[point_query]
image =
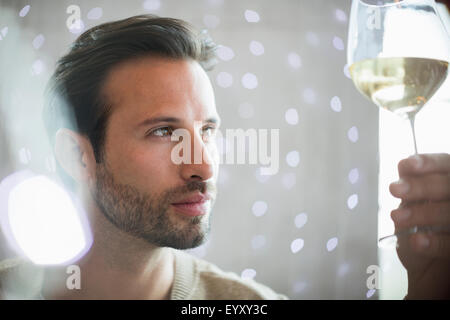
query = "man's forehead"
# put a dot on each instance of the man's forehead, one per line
(155, 85)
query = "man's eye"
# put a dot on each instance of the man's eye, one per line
(209, 131)
(162, 132)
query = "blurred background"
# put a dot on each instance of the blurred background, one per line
(311, 230)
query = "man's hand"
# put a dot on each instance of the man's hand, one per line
(424, 188)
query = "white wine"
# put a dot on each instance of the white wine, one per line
(400, 85)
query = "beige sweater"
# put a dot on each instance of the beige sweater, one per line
(195, 279)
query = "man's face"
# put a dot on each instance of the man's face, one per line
(138, 185)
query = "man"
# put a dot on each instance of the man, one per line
(130, 85)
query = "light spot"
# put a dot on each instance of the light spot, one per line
(224, 79)
(300, 220)
(352, 134)
(246, 110)
(258, 242)
(293, 158)
(24, 11)
(248, 273)
(256, 48)
(335, 104)
(251, 16)
(95, 13)
(249, 81)
(259, 208)
(340, 15)
(370, 293)
(294, 60)
(291, 116)
(312, 38)
(289, 180)
(77, 27)
(151, 5)
(332, 244)
(4, 31)
(37, 67)
(38, 41)
(347, 71)
(352, 201)
(211, 21)
(50, 163)
(297, 245)
(309, 96)
(225, 53)
(24, 155)
(353, 176)
(338, 43)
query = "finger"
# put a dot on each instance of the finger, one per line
(432, 245)
(422, 214)
(435, 186)
(424, 163)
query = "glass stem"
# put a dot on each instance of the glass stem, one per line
(412, 118)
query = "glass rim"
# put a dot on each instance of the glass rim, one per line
(393, 3)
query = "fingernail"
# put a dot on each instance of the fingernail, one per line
(417, 161)
(401, 187)
(422, 241)
(401, 215)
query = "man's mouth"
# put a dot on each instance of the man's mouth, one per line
(194, 205)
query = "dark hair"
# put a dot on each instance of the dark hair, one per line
(74, 94)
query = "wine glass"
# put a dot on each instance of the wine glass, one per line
(398, 53)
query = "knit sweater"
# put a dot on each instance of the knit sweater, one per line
(194, 279)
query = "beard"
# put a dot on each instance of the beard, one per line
(147, 216)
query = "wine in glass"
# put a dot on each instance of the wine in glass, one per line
(398, 53)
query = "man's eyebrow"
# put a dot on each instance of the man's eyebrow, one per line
(152, 121)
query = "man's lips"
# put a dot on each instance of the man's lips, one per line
(195, 205)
------------------------------------------------------------------------
### Task requirements
Please give the number of lines in the records that contain the string "fingernail", matching case exactly, and reply with that number alone.

### Exercise output
2